**TEXT BLOCK:**
For nine months, I had given so much to this program—to put together lectures, to stay on top of deadlines and questions, to pray. I was assisted by so many people too. But there were so many sacrifices. Having to give up free moments here, sacrificing some time with friends there. For nine months, I was laboring for this group.

And something I did not expect started to happen.

I started to fall in love with them. 

The thirty who were strangers when I met them, people who were foreign to me and perhaps even weary of me at first—these thirty people, I realized, were good, beautiful, and genuine people truly seeking to learn more, truly being called to find their home.

I began to really love them. I wanted them to find their home. And it didn’t matter to me what sacrifices I had to make or what sufferings I would have to endure. I loved them!

This helped me to understand Good Friday. (Which I wrote about here)

In the past, I mostly saw Good Friday as a day focusing upon pain and death and suffering—all for our sins. The emphasis of the day being on our sins. What I had missed was the obvious, something that I realized now: Good Friday is a day about Love.

**STATED GOAL 1:** Show each line of the records that contains the word "street".
The text and the records have nothing to do with each other.

**PROVIDED MATERIAL:**

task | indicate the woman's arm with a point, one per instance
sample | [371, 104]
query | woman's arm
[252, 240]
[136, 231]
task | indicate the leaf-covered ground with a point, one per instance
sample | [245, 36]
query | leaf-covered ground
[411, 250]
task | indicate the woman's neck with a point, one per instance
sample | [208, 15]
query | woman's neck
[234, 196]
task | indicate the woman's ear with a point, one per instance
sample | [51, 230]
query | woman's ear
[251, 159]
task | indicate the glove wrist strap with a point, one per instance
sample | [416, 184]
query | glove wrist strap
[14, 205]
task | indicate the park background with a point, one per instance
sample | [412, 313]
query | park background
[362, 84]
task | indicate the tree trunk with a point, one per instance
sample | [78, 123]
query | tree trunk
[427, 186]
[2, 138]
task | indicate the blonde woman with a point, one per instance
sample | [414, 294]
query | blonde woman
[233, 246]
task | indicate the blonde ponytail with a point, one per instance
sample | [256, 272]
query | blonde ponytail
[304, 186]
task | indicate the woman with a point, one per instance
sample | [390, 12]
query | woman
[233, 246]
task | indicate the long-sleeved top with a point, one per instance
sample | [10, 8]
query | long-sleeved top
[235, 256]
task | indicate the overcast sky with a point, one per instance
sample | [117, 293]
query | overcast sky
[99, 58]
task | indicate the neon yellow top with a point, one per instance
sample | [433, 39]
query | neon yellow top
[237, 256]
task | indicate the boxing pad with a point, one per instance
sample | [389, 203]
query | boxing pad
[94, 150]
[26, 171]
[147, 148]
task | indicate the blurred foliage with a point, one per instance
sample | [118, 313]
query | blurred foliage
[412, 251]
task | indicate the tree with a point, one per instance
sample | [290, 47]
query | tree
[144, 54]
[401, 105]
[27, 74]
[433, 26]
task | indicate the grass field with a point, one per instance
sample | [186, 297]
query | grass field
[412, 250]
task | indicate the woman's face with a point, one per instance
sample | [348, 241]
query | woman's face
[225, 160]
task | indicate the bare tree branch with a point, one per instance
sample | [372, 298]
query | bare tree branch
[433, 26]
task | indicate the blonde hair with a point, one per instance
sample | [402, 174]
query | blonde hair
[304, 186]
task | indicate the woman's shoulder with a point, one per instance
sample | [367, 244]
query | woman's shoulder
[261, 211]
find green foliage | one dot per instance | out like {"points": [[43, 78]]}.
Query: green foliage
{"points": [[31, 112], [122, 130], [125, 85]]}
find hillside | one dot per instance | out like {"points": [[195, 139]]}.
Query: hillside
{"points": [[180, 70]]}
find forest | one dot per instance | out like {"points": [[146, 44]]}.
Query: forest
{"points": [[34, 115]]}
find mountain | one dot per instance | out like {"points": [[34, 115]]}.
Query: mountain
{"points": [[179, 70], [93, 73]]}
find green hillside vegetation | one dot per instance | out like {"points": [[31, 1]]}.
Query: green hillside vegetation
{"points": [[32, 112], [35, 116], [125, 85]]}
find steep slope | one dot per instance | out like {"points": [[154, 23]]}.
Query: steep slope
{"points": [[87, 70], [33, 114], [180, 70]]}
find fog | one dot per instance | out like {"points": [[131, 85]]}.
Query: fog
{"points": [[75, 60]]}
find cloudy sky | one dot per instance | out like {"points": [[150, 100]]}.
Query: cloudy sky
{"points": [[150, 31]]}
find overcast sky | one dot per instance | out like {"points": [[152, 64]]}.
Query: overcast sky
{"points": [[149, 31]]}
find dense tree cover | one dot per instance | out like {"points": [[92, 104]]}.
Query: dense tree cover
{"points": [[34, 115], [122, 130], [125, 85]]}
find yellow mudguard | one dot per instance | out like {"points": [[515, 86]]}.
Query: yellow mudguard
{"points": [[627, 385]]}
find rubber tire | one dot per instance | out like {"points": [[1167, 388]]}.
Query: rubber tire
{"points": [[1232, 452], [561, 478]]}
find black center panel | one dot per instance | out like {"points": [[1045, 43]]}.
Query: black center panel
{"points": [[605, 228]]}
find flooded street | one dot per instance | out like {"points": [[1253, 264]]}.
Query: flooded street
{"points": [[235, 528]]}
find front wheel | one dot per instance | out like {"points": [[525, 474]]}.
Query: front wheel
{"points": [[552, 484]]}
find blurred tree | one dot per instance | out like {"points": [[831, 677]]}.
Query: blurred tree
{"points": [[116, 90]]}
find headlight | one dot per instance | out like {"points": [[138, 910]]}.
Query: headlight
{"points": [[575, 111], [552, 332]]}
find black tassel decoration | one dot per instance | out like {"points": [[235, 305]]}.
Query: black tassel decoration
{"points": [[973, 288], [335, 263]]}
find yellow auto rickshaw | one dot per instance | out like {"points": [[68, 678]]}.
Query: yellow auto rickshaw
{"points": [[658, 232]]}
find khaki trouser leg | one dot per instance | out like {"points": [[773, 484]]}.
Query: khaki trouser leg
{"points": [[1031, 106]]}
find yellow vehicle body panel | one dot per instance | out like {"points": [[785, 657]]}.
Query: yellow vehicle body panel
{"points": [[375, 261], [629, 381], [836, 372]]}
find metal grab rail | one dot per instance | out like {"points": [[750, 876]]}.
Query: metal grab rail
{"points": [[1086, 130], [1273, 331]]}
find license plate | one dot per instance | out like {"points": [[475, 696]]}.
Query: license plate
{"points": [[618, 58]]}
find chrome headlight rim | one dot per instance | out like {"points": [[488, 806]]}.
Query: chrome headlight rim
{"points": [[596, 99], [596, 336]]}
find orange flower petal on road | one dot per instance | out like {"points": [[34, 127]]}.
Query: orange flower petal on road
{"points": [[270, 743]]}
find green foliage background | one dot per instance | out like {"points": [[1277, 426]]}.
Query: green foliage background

**STATED GOAL 2:** In the passage about Good Friday, what does the writer now realize the day is about?

**EXERCISE SOLUTION 1:**
find flooded street | one dot per instance | out like {"points": [[1253, 264]]}.
Query: flooded street

**EXERCISE SOLUTION 2:** Good Friday is a day about Love.